Records for processing
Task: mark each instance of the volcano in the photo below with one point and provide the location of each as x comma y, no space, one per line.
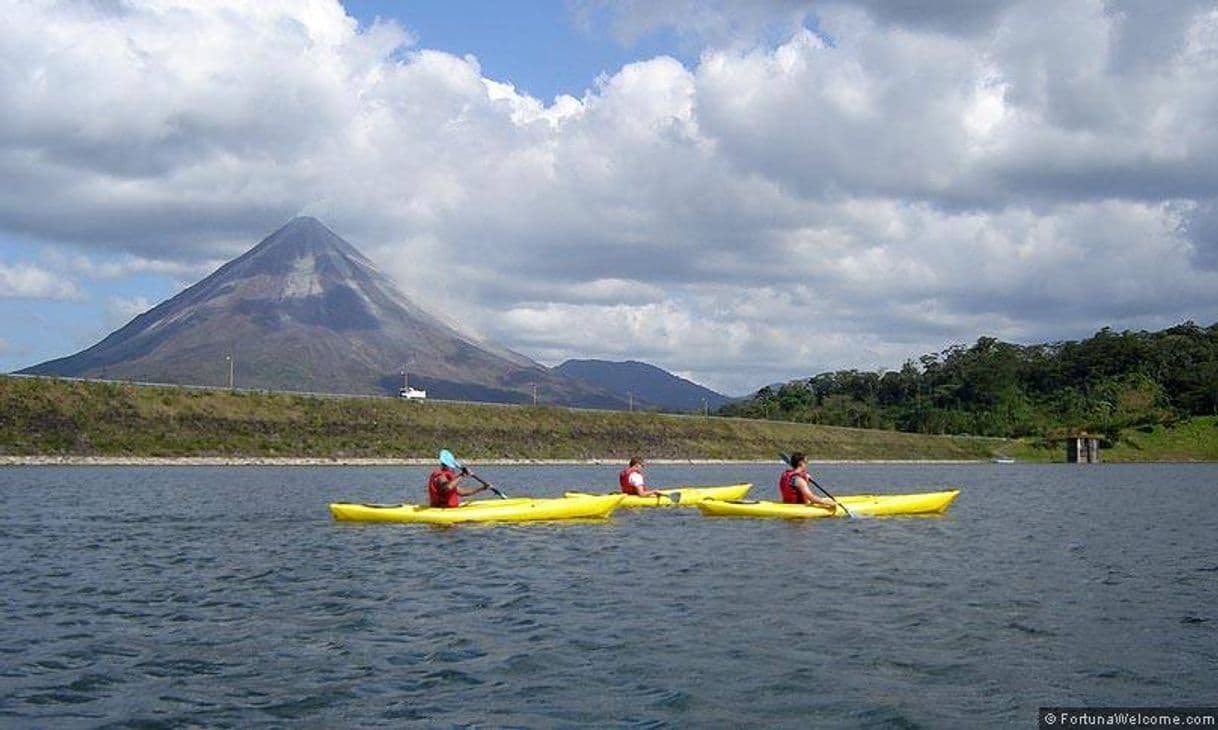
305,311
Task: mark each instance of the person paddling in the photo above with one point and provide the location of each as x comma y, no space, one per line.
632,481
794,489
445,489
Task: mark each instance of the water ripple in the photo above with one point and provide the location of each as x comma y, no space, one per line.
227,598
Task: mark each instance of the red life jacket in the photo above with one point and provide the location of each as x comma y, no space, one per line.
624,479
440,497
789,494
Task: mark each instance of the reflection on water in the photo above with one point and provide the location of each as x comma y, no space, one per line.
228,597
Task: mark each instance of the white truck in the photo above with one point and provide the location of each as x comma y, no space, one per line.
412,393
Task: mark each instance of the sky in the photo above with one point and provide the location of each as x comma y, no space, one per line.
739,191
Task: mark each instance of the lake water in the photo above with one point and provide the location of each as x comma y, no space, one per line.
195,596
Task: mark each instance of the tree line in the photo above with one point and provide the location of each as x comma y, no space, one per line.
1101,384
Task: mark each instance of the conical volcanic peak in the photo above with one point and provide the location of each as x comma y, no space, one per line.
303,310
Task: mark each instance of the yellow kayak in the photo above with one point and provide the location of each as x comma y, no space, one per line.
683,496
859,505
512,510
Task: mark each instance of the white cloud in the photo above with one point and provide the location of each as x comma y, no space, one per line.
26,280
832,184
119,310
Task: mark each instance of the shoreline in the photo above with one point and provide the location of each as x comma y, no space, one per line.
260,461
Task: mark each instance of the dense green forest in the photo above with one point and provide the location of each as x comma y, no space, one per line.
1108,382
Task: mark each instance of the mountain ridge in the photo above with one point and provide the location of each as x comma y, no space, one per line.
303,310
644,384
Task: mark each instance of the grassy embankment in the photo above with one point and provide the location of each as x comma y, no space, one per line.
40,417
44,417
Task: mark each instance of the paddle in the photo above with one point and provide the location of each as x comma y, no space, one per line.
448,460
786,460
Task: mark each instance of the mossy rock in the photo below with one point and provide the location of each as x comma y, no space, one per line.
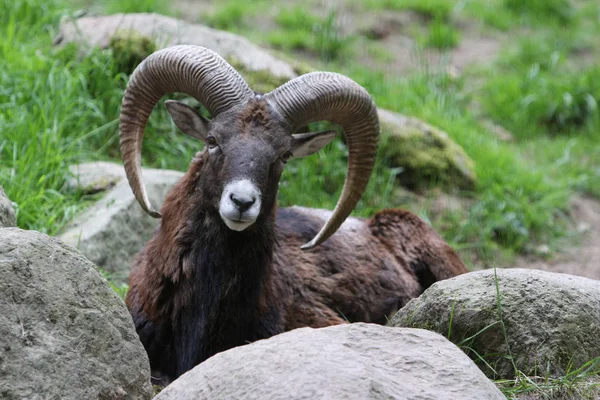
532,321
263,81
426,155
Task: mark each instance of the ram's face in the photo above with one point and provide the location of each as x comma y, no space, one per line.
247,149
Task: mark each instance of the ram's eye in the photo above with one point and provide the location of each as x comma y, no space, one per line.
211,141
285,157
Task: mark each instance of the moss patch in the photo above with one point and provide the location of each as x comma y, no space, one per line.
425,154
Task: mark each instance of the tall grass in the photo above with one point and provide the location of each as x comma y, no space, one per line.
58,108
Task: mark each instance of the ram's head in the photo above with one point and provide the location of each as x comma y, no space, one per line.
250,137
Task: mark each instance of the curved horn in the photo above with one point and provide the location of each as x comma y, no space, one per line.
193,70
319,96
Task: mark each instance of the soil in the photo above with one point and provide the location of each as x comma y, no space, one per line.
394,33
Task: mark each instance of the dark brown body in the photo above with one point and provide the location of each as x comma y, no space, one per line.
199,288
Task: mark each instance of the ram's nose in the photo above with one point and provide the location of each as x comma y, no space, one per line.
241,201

Aim
Print every entry above again without changing a word, and omit the pictures.

Result for this task
Task: mark each instance of the volcano in the photo below with one point and provide the location of each as x comma y, no space, one per line.
305,311
Task: mark each instance of the person paddling in the photo above with one point and provide the location of each as x comma y, no space, one per line.
632,481
794,489
445,489
Task: mark each instance of the water ripple in the photo above with one point and provide the location of each as x comma y, no space, one per line.
227,598
Task: mark each instance of the red life jacket in the photo above with one point and provide the location of each as x comma y, no space, one per line.
624,479
440,497
789,494
Task: mark each instance of the reflection on water in the photo above with one point and provide the location of each as x comma y, no space, one per line.
228,597
Task: mark each instance of the white truck in the photo above with one point and provide the location of each as x comma y, no space, one per line.
412,393
Task: mark each instance of the sky in the photo above with one point and provide the location of each as x comma y, no space, one per line.
739,191
Task: mark each instance of the lake water in the photo above with one point and provide the location of each as x comma y, no space, one per line.
195,596
Task: mark each instance of the tree line in the photo above with one point and provide the location of each as x comma y, no space, one per line.
1101,384
Task: mark each instance of the conical volcanic peak in the photo above with one point and provide the location of each as x comma y, no space, one per line.
303,310
Task: mark each instance of the yellow kayak in the photo above with one point and provide the location of each as x comma y, no space, one per line.
683,496
859,505
512,510
Task: mark each instance of the white cloud in the photo above with one point and provide the location of each as x comma y, no space, one per line.
26,280
832,184
119,310
Task: mark each instance of the shoreline in the photo above with one point and provide the location of each as x comma y, no space, one per line.
260,461
Task: mark each instance of the dense green forest in the photo above with one point and provide the location of each as x comma y, no space, one per line.
1108,382
Task: mark each instance of the mountain ridge in the photo above with one point and provide the location of each as x comma y, no space, one per line.
303,310
644,384
Task: mark each instance of the grassy embankment in the photo above with one point and provide the location of each as x comma y, no space, one per line.
40,417
44,417
Task: mark each instance of the paddle in the photo above with one point and provide the location of each as x comma y, no space, one per line.
448,460
786,460
Task: mark each instance of the mossy rock in the photo below with one point and provide the location of each as x comma y, no space, one per line.
532,321
263,81
426,155
Task: mark each instance of the ram's face in the photo above with one point and provide the location of each as x comma y, no space, one per line.
247,149
Task: mark each instance of the ram's eye in the photo above with one point and provide the location of each as x comma y, no space, one per line.
211,141
285,157
Task: mark each instance of the moss patch in the photo above with one point and provide the location of each as x comma y, no space, one per line.
425,154
Task: mark each instance of the tall grass in the photo above with one point and provide the location of each as x comma y, no space, one per line.
58,108
Task: mark each instance of the ram's head in the photo above with one point and provide the location of each as x comma y, no space, one per line.
250,137
Task: mark each instance of the curved horn in the photo above with one point and provide the location of each as x comma y, no space, one per line.
193,70
319,96
Task: mark each instance of the soil in the photo above with one point and provide the location of each as x comma y, no space, one per line.
394,33
Task: mark each instance of the dark brown body in the photo above with one point and provide the location of each as x comma y, no space, one per line.
199,288
Task: mark each instance of the ram's nose in the photo above with one point and provide the location of each as x comma y, no space, one per line.
241,201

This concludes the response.